*** Opening TASK DATA ***

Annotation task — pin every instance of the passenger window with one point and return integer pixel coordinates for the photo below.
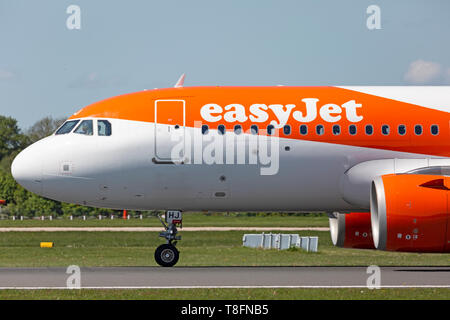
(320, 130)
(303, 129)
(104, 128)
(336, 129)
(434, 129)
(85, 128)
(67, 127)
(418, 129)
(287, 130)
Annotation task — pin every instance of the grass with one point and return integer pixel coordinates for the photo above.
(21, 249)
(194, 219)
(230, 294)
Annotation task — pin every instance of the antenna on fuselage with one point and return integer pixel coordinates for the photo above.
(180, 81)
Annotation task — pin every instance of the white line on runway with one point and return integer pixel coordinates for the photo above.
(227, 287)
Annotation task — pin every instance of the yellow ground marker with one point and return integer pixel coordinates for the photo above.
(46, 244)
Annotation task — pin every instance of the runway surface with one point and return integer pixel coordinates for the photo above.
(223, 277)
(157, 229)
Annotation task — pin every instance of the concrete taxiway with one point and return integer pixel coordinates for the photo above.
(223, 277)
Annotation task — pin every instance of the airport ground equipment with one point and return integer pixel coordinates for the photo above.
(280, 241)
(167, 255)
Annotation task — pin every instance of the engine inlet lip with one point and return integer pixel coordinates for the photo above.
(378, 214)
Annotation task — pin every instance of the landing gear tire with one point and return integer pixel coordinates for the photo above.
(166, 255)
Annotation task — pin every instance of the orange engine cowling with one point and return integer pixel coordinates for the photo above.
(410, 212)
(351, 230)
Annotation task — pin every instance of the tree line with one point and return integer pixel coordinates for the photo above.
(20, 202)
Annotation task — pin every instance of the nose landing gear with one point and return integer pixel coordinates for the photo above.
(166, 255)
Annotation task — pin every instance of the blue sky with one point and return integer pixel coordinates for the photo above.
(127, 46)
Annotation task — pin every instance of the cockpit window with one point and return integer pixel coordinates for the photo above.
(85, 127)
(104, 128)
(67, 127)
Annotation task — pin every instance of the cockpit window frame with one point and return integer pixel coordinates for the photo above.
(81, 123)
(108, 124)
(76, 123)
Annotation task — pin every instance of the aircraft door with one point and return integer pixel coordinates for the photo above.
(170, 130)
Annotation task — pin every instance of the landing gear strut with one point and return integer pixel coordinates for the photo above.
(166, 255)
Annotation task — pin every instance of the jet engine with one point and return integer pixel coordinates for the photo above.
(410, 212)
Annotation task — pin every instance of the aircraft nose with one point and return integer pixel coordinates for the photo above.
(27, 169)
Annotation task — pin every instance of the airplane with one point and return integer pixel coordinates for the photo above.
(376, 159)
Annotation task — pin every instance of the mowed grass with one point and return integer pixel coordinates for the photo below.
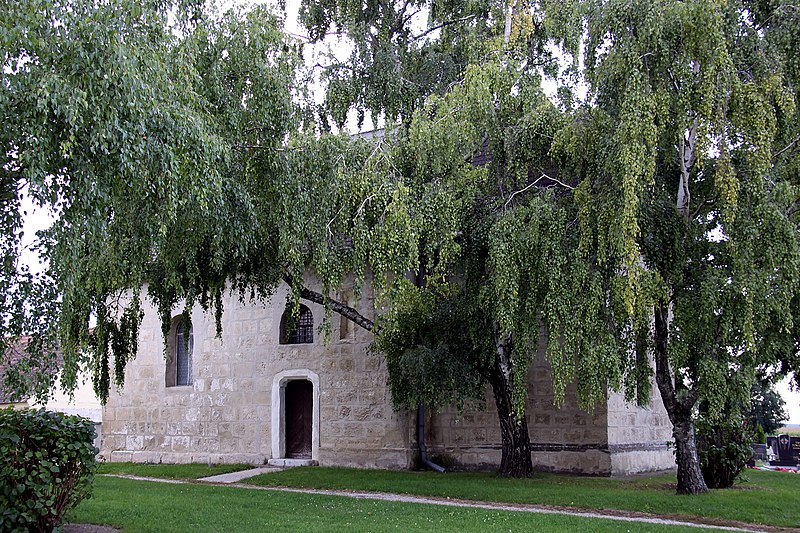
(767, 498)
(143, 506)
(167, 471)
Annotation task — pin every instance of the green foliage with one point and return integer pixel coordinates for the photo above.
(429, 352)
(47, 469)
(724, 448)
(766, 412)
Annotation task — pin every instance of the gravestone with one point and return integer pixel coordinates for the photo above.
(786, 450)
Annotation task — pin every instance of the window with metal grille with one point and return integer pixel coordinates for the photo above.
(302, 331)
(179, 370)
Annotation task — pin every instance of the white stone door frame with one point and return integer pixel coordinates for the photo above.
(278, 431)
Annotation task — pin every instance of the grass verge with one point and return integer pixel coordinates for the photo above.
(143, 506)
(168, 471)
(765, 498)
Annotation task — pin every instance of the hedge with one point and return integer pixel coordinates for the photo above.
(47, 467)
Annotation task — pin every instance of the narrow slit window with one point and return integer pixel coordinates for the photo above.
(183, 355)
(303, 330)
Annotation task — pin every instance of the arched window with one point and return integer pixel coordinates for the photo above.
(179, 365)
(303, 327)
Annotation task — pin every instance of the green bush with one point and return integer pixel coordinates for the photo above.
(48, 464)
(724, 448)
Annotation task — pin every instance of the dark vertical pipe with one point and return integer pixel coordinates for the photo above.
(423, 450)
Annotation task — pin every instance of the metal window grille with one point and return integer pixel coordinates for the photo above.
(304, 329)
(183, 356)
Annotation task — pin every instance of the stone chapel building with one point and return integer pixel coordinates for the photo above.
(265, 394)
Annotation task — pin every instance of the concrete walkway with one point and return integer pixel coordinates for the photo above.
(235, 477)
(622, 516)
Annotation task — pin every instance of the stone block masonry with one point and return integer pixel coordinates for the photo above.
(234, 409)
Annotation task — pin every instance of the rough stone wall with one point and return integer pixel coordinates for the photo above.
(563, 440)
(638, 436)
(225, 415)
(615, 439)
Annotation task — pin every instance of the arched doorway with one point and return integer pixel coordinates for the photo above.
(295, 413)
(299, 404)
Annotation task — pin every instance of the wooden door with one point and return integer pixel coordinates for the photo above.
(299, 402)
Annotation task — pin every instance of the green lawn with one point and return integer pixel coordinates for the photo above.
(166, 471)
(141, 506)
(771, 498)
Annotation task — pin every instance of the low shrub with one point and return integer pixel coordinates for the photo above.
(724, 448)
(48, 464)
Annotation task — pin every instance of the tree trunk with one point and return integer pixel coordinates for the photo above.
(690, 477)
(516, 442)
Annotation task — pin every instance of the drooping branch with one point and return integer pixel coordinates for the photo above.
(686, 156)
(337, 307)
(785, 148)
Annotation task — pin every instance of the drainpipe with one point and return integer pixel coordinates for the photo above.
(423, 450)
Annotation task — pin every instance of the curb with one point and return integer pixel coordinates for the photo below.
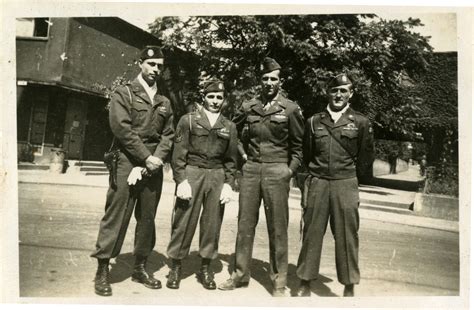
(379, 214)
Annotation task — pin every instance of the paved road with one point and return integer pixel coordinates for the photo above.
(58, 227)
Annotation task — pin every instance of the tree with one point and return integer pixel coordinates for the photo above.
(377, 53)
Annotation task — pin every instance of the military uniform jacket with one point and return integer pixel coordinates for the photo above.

*** Closing TASK DATA ***

WHAT YOU SHOULD DO:
Could you transcribe every entry exactly, leaving out the pictures?

TASK RESPONSE:
Annotation task — pin every instance of the passenger window with one point and return integer pixel coordinates for the photo below.
(320, 130)
(303, 129)
(104, 128)
(336, 129)
(434, 129)
(85, 128)
(67, 127)
(418, 129)
(287, 130)
Annotation task — pin every instance of the grass with one point and return integer pixel coordinates for the photo above.
(21, 249)
(194, 219)
(230, 294)
Annotation task — pin every instance of the antenna on fuselage with one point and return integer pixel coordinates for the photo above.
(180, 81)
Annotation task — pin every instance of the white line on runway with one point and return integer pixel coordinates for the photo above.
(227, 287)
Annotation task — pin every instance of the yellow ground marker with one point and return integer pixel coordinates for the photo above.
(46, 244)
Annotation task — pin every instance of the runway surface with one point and return integer pixel coordinates for the photo above.
(223, 277)
(157, 229)
Annotation task — pin every instance of the concrete taxiway with one point and return integer pixel coordinates for the photo above.
(223, 277)
Annotation task — pin every instance of the airport ground equipment with one point and return integer pixel coordinates for the photo above.
(280, 241)
(167, 255)
Annotation task — pin every instance of the engine inlet lip with one point and return integer pixel coordinates for the photo above.
(378, 214)
Annotation task — pin every instance of the landing gear tire with one point and return integer pixel coordinates for the photo above.
(166, 255)
Annotation task — pin every instance of the orange engine cowling with one point and return integer pixel coordinates for the photo above.
(410, 212)
(351, 230)
Annotation task — pin every instance of the tree line with one point and return integer pixel coordinates for the photo above.
(20, 202)
Annotation task — pin every instance of the nose landing gear with one point and return integer pixel coordinates for the photo above.
(166, 255)
Annotation task — pin every instance of the blue sky with one point and return integer pixel coordinates for the photo above.
(127, 46)
Annotation task — pin every instance of the cockpit window with one point and return integer pixel coordinates for the photo above.
(85, 127)
(104, 128)
(67, 127)
Annotation task — pin every instance of the cockpit window frame with one point and return integer pixel coordinates for the photo above.
(81, 123)
(108, 124)
(76, 123)
Annotation task — pin every instance of the aircraft door with one point and return integer pixel coordinates for the photo above.
(170, 130)
Annotation task — pin every instance of the landing gear strut with one point and return integer pixel coordinates for the photo above.
(166, 255)
Annotation task — pin every instance of the jet engine with one point and return integer pixel coordinates for the photo above.
(410, 212)
Annotation task — pin every instance of the aircraft nose with one point and return integer pixel coordinates for the photo above.
(27, 169)
Annotation task — pin every instance of the airplane with one point and return integer pixel coordinates for the photo above.
(376, 159)
Annotation task — pin every instance of the mowed grass with one point and return integer pixel coordinates for the photo below.
(767, 498)
(143, 506)
(167, 471)
Annotation task — pin every instance of the green foliage with one point and return integer pixel coordinates for the photo above.
(429, 352)
(47, 469)
(724, 448)
(766, 412)
Annotation task — pin every instance of the gravestone with one point and return integer pixel coordinates for the photo above.
(786, 450)
Annotation task — pin every instance of the window with metal grille with one point and return integer pixel coordinates for the photo above.
(302, 331)
(179, 370)
Annotation task — pin every instance of the white stone door frame with one point and return integer pixel coordinates for the photo above.
(278, 431)
Annotation task — pin every instance of the grass verge with one point and return integer pixel coordinates for the photo above.
(143, 506)
(168, 471)
(765, 498)
Annotation task — pin every instance of the hedge with one point and return integer pixel coordinates for the photo above.
(47, 467)
Annotation task — pin every instance of the narrow slit window with one point and return integer pixel coordinates for the photo above.
(183, 355)
(303, 330)
Annotation task — pin every instance of the arched window with one point and return integer pixel coordinates for the photo above.
(179, 365)
(303, 327)
Annotation task — pin every instance of the green bush with one point and return integer pixel coordinates for the photo above.
(48, 464)
(724, 448)
Annotation task — pin every instance of the dark vertical pipe with one point and return integer pixel coordinates for the photo above.
(423, 450)
Annotation task — pin every instance of the metal window grille with one point and return integer pixel coordinates for the photo above.
(304, 329)
(183, 356)
Annotation task — pin every instance of the stone chapel building with one point and return integer pixel coordinates for the photo above.
(265, 394)
Annotation task — pin every instance of the concrete walkway with one point and return integer pixel coordinates for the photo above.
(235, 477)
(622, 516)
Annotation task — pin every instance of the stone block masonry with one point and return integer pixel coordinates for the photo above.
(234, 409)
Annotation task — pin every instance of the rough stone wall with one point and return integer pixel coordinates for the photo above.
(563, 440)
(638, 436)
(225, 415)
(615, 439)
Annotation task — pin every instance of the arched doorway with one point and return integer pixel coordinates for the photo above.
(295, 413)
(299, 404)
Annotation task — pin every instance of the wooden door with one point and return integer pixel coordinates for the photo above.
(299, 402)
Annotation task — pin every instance of the green lawn with one point and return integer pixel coordinates for the photo above.
(166, 471)
(141, 506)
(771, 498)
Annotation task — pin every instance of the low shrub with one point and return integer pixel coordinates for the photo above.
(724, 448)
(48, 464)
Annotation task — pin every instance of the tree trunk with one point and return integer pixel coordinates for the photo above.
(690, 477)
(516, 442)
Annotation task — pin every instance of the drooping branch with one point and return integer pixel coordinates for the photo above.
(686, 156)
(337, 307)
(785, 148)
Annotation task — pin every instance of the drainpipe with one point and return integer pixel coordinates for the photo above.
(423, 450)
Annotation task — pin every instance of the curb with one point and return integer pixel coordinates for the photo below.
(379, 214)
Annotation task — pin every instance of the paved road with one point and return integer pixel coordinates for the photo above.
(58, 227)
Annotation task — pin every instance of the tree with one point and return integer pixel coordinates for the photo above.
(377, 53)
Annotation task — pin every instance of the military uniform jacket with one point and return integer pixel coordinates for the photo above.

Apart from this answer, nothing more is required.